Trecho:
Com uma bagagem de 15 anos de atuação nos Anos Finais, doutorado em Linguística Aplicada e experiências como formador de professores e autor de materiais didáticos, e agora dando aulas no Ensino Médio, o professor Oziêlton, que aparece na abertura desta reportagem, complementa as palavras de Vanusa. “Primeiro, deve-se conhecer a realidade da turma, pelas diagnósticas e pela escuta sensível dos estudantes que não têm a sua alfabetização consolidada, entendendo gostos, anseios e necessidades”, explica. “Em seguida, é importante compreender que as habilidades têm gradações. Às vezes, o estudante não é capaz de analisar determinado conteúdo, mas consegue analisar um outro.” 

Assim, continua o educador, “a diagnóstica serve de base para um processo posterior de avaliação formativa, com duração de um ano letivo”. Trata-se, de acordo com ele, de um plano de trabalho com metas claras que entende o que os alunos já sabem e o que podem aprender até o fim do ano, sempre em processos gradativos. “Se focarmos em objetivos muito amplos, corremos o risco de não enxergar os pequenos avanços que acontecem no dia a dia da sala de aula.”

Entradas do conjunto:

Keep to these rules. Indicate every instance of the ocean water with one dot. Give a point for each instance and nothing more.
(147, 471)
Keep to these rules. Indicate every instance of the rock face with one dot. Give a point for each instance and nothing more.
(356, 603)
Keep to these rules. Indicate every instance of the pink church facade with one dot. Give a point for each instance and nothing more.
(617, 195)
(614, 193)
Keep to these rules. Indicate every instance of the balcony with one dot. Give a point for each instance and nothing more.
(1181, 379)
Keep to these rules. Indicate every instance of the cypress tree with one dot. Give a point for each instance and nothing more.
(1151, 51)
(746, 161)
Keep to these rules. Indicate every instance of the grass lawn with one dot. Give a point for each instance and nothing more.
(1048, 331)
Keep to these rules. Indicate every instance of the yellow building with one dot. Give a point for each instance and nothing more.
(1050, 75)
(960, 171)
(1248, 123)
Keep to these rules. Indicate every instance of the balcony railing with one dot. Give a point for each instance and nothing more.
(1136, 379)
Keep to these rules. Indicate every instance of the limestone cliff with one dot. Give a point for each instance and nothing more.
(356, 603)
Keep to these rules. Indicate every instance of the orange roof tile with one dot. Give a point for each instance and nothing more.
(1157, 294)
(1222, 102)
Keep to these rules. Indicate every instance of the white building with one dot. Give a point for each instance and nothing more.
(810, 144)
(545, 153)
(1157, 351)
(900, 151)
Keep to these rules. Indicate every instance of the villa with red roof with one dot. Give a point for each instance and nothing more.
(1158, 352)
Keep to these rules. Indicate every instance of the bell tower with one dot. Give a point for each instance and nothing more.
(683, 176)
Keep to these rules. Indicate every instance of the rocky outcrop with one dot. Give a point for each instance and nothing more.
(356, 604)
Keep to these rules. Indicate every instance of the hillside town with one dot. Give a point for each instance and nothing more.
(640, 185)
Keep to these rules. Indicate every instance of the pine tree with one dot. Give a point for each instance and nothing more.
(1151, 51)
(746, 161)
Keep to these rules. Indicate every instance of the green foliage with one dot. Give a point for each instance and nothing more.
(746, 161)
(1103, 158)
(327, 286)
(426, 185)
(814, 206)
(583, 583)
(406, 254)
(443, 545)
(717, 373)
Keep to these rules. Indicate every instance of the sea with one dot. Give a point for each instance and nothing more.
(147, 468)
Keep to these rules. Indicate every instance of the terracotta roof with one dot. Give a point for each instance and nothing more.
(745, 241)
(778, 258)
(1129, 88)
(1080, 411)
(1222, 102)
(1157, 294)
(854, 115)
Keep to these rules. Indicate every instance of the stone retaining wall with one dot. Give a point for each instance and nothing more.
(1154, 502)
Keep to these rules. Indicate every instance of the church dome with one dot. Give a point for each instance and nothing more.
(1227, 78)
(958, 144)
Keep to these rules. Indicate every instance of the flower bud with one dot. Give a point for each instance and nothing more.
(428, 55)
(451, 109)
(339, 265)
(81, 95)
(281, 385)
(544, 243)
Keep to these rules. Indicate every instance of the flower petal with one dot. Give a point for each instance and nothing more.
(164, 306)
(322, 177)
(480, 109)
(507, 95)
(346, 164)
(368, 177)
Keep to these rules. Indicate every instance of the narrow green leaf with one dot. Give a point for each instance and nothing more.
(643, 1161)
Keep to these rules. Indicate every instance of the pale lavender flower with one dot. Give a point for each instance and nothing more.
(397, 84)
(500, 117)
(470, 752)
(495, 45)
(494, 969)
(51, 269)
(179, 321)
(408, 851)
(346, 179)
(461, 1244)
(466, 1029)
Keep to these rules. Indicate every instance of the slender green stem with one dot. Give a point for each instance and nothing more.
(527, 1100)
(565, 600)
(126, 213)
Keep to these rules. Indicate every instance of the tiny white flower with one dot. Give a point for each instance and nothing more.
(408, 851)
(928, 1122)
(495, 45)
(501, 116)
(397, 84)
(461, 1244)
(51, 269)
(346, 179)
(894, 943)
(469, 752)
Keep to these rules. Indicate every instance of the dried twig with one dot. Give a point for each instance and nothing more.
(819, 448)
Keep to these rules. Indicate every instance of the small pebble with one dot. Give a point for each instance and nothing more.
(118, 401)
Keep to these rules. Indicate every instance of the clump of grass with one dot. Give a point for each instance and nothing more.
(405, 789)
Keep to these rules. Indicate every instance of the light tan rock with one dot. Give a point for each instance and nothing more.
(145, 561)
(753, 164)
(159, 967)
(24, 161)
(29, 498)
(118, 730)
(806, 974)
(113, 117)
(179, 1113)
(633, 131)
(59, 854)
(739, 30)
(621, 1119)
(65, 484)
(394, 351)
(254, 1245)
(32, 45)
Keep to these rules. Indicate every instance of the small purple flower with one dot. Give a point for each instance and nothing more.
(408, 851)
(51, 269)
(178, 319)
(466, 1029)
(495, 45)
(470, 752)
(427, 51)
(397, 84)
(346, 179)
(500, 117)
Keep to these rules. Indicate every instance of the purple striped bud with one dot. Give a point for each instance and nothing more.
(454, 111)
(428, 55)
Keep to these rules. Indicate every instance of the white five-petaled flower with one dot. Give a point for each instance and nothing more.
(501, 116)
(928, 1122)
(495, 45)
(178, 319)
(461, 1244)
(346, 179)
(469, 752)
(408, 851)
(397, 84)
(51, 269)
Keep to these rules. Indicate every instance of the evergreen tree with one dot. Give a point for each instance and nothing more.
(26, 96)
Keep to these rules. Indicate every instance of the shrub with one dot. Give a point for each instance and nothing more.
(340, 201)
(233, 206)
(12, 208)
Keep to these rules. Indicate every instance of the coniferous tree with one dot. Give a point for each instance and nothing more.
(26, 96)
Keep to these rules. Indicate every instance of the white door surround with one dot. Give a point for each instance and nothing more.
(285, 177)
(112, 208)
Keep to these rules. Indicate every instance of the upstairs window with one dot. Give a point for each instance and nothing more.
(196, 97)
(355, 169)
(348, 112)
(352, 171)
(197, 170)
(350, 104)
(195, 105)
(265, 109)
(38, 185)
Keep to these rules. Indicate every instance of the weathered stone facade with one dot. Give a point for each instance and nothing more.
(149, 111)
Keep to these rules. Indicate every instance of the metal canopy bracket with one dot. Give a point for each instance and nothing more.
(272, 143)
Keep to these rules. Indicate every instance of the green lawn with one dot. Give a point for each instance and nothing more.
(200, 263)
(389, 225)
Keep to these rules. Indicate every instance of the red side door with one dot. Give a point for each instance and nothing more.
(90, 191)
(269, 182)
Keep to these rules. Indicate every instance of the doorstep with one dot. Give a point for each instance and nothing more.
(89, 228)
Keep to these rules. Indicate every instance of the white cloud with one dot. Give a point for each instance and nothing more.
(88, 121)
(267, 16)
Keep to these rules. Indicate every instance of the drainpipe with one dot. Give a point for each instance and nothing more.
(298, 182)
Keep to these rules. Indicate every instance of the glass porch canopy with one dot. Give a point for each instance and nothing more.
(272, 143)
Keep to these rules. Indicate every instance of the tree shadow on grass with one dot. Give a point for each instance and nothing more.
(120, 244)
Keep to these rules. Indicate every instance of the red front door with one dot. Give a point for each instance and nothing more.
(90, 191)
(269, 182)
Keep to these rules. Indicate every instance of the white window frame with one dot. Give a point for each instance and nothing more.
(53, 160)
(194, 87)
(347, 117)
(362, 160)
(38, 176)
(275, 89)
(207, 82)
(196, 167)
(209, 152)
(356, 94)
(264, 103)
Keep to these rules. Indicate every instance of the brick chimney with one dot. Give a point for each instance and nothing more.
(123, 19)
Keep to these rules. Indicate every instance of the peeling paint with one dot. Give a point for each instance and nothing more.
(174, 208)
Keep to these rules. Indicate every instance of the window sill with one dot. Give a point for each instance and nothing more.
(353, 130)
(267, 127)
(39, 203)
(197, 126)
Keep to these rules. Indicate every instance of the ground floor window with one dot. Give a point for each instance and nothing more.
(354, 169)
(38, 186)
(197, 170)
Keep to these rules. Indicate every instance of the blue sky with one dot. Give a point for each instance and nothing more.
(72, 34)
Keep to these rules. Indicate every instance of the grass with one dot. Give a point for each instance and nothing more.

Sua tarefa: Segundo o trecho, quanto tempo dura o processo de avaliação formativa que tem a diagnóstica como base?

Resolução do exercício: Dura um ano letivo.